== Segment start ==

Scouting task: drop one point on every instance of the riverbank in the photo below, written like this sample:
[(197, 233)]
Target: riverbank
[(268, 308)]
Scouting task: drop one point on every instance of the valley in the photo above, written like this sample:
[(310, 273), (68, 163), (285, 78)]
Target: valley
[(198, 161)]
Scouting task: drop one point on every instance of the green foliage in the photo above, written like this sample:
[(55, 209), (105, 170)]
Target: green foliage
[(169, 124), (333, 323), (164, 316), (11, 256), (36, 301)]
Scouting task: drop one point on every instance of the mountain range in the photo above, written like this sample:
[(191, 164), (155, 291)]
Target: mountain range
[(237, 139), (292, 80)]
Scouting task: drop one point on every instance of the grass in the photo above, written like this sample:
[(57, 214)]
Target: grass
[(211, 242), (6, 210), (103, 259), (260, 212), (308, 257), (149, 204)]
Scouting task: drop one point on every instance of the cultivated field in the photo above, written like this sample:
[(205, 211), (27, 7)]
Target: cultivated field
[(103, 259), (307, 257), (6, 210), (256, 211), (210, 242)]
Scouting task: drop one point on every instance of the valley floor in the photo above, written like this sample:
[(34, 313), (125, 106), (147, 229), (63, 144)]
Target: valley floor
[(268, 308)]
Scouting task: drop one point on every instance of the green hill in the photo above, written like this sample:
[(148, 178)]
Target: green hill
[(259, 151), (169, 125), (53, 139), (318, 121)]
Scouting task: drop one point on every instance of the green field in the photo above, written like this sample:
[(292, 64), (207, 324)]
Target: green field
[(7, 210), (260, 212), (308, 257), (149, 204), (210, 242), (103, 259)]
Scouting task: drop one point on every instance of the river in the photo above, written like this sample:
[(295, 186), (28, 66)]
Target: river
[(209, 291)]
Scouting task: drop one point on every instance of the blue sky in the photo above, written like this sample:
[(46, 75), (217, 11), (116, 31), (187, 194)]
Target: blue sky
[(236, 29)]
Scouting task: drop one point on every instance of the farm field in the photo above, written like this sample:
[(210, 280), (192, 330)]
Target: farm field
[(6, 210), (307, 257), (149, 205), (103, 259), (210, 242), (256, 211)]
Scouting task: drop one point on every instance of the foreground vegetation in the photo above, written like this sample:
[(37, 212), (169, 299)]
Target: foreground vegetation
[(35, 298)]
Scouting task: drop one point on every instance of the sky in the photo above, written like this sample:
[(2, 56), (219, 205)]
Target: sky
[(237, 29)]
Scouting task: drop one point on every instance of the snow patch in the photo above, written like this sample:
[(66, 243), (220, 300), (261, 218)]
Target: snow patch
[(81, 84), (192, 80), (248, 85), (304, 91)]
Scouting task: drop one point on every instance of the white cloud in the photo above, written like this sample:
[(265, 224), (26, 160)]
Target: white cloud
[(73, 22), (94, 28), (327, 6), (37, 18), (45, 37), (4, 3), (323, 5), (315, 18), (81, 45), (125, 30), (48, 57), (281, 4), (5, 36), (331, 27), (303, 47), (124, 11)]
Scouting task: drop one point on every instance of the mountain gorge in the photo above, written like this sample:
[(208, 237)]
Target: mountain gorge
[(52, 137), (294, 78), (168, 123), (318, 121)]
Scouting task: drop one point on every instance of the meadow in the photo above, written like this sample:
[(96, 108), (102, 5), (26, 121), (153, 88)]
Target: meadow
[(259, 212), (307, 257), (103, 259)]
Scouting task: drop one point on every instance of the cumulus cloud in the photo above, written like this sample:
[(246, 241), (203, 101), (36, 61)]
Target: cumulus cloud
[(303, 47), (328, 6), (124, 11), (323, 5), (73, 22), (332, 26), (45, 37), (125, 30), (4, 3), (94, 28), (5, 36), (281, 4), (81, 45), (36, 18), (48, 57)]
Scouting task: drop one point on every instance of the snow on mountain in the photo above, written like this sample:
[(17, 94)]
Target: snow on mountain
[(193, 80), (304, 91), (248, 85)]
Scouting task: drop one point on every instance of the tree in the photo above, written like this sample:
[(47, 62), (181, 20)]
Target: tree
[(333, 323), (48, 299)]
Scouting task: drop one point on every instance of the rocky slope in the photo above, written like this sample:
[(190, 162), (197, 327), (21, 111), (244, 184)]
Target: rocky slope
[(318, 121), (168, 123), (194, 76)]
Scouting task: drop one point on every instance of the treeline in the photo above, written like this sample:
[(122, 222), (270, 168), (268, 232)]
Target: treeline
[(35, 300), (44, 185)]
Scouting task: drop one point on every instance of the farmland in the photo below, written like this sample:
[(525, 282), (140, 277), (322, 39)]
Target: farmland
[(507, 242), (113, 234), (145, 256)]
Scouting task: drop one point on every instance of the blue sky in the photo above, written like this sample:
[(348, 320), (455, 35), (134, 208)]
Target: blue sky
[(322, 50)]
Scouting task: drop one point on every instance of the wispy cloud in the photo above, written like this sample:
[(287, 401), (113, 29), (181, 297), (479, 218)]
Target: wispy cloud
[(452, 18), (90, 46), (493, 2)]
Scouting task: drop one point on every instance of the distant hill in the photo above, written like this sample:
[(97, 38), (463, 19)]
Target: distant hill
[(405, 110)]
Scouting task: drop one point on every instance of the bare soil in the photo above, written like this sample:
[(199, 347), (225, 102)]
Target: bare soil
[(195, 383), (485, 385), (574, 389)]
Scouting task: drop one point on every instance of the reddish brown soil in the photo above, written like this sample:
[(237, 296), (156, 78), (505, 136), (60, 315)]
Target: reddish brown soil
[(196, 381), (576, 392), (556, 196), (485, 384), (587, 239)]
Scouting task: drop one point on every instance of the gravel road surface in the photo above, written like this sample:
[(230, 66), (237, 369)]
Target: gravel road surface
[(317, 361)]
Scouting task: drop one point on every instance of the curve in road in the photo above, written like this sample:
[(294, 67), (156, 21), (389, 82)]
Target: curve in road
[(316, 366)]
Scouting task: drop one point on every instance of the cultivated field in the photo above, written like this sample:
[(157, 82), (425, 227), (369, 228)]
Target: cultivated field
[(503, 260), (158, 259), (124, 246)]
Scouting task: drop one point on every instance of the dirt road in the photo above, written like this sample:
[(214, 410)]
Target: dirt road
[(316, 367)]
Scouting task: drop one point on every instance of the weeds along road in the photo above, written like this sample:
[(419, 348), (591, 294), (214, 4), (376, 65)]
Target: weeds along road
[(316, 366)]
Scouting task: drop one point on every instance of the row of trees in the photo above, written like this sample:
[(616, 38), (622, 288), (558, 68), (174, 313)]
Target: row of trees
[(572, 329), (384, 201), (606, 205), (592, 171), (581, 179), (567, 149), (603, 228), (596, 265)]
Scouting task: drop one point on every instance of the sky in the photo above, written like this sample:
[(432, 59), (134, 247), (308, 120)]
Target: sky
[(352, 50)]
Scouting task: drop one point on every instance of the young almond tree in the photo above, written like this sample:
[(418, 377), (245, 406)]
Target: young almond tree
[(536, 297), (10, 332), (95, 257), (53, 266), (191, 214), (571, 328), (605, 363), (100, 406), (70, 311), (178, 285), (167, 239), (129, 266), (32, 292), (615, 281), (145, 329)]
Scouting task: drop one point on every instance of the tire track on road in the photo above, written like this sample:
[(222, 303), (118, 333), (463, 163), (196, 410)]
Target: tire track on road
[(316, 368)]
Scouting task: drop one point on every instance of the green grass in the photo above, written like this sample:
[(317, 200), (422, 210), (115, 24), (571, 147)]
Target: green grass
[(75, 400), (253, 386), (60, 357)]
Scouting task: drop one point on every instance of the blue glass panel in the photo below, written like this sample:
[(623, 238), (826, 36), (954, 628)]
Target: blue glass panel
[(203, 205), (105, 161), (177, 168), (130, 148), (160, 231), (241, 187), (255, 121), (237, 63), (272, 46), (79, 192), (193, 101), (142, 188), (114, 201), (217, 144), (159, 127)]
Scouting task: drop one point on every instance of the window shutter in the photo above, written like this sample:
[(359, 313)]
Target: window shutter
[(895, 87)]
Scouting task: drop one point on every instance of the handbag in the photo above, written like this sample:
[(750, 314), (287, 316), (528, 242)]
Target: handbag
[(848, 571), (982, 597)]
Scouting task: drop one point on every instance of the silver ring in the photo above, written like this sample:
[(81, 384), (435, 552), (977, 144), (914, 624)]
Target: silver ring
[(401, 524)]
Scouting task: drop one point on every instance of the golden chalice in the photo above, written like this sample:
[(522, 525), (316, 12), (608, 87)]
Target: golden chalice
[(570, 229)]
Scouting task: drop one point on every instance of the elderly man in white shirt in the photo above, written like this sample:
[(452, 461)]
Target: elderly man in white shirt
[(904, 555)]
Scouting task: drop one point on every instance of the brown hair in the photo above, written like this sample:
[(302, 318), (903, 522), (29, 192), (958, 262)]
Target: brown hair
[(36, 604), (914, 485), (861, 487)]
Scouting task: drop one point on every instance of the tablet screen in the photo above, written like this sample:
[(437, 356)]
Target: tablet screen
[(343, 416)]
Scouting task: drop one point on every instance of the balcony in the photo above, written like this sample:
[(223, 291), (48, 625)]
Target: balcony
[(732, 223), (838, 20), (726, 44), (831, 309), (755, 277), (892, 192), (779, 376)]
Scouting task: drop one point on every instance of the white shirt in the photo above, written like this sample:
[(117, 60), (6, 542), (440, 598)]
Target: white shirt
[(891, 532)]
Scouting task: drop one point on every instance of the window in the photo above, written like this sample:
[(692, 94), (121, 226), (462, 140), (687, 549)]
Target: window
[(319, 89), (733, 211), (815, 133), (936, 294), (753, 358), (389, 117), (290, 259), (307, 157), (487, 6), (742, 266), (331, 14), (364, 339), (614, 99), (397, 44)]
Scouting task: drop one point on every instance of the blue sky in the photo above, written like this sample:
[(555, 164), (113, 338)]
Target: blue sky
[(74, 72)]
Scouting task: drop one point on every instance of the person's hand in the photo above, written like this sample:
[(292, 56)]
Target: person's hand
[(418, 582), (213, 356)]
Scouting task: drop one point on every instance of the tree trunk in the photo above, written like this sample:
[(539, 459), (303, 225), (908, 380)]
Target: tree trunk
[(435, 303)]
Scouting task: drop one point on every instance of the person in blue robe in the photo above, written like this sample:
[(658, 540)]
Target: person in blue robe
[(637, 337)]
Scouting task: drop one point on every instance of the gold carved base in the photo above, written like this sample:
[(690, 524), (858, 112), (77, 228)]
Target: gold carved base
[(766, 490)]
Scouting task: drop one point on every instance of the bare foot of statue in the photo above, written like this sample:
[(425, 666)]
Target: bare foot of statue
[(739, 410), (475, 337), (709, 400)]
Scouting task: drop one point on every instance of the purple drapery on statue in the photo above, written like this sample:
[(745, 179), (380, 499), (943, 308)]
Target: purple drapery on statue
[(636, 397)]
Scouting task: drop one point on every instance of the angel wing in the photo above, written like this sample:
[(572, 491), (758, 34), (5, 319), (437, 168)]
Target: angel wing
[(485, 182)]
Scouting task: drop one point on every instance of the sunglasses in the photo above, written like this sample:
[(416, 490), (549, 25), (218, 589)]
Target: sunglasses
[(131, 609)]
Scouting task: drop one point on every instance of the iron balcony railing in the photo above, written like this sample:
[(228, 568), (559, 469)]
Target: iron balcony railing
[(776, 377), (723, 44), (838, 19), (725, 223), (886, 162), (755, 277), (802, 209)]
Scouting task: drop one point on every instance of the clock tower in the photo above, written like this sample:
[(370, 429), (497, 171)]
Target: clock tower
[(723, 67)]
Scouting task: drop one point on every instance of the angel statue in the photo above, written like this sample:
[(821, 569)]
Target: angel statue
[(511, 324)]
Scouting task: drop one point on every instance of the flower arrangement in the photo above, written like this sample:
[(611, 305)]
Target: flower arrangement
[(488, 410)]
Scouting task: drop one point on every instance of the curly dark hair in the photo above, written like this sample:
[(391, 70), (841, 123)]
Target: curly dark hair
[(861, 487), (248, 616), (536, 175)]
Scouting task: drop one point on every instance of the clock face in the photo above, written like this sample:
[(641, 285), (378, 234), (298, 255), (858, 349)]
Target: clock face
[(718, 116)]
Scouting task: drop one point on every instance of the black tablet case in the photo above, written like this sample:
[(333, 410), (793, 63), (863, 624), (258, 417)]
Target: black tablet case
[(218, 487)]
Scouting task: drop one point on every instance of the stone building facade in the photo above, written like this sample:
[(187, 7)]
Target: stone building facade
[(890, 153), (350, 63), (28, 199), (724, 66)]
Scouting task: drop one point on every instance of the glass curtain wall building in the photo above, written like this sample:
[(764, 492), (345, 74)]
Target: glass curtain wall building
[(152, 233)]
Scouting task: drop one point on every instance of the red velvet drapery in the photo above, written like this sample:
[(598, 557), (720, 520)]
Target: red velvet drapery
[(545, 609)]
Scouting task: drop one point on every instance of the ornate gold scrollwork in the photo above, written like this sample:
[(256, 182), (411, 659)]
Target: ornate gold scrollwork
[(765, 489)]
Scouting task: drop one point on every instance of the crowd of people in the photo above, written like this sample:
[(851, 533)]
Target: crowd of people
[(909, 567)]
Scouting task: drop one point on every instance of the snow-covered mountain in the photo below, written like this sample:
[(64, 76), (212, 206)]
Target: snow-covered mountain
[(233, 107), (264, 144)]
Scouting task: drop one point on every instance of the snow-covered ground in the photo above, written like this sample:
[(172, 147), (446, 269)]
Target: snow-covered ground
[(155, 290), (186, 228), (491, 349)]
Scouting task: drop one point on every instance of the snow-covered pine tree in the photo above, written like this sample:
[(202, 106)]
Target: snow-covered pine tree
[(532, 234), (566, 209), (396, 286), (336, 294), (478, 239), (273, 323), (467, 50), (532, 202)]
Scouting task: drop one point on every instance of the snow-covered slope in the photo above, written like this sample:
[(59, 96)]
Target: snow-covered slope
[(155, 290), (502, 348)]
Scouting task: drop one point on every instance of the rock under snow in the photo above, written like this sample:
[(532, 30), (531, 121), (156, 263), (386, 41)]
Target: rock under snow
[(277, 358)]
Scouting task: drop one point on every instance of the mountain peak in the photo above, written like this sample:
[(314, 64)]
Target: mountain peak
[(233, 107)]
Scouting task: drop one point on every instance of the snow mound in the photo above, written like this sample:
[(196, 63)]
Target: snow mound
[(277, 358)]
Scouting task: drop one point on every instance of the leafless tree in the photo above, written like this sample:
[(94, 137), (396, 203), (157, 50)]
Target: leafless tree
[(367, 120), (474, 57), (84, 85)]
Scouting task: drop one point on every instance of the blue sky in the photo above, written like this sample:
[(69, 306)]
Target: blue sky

== Segment end ==

§ **Task instructions**
Give back exactly the lines of the listing above that run from the line with "the green field" to the line with "[(210, 280), (192, 330)]", inclusive.

§ **Solved problem**
Scouting task: drop one point on every instance of the green field in the photo above, written like this sample:
[(292, 64), (207, 324)]
Target: green field
[(7, 210), (260, 212), (308, 257), (149, 204), (210, 242), (103, 259)]
Scouting task: drop one point on every instance of the river in the photo above, written like this sample:
[(295, 186), (28, 66)]
Target: river
[(209, 291)]
Scouting task: drop one point on every instance of the blue sky in the photo above, written like this sample:
[(46, 75), (217, 11), (116, 31), (187, 194)]
Target: blue sky
[(236, 29)]
Scouting task: drop one point on every instance of the farm field in the photo above, written like this sample:
[(210, 280), (192, 330)]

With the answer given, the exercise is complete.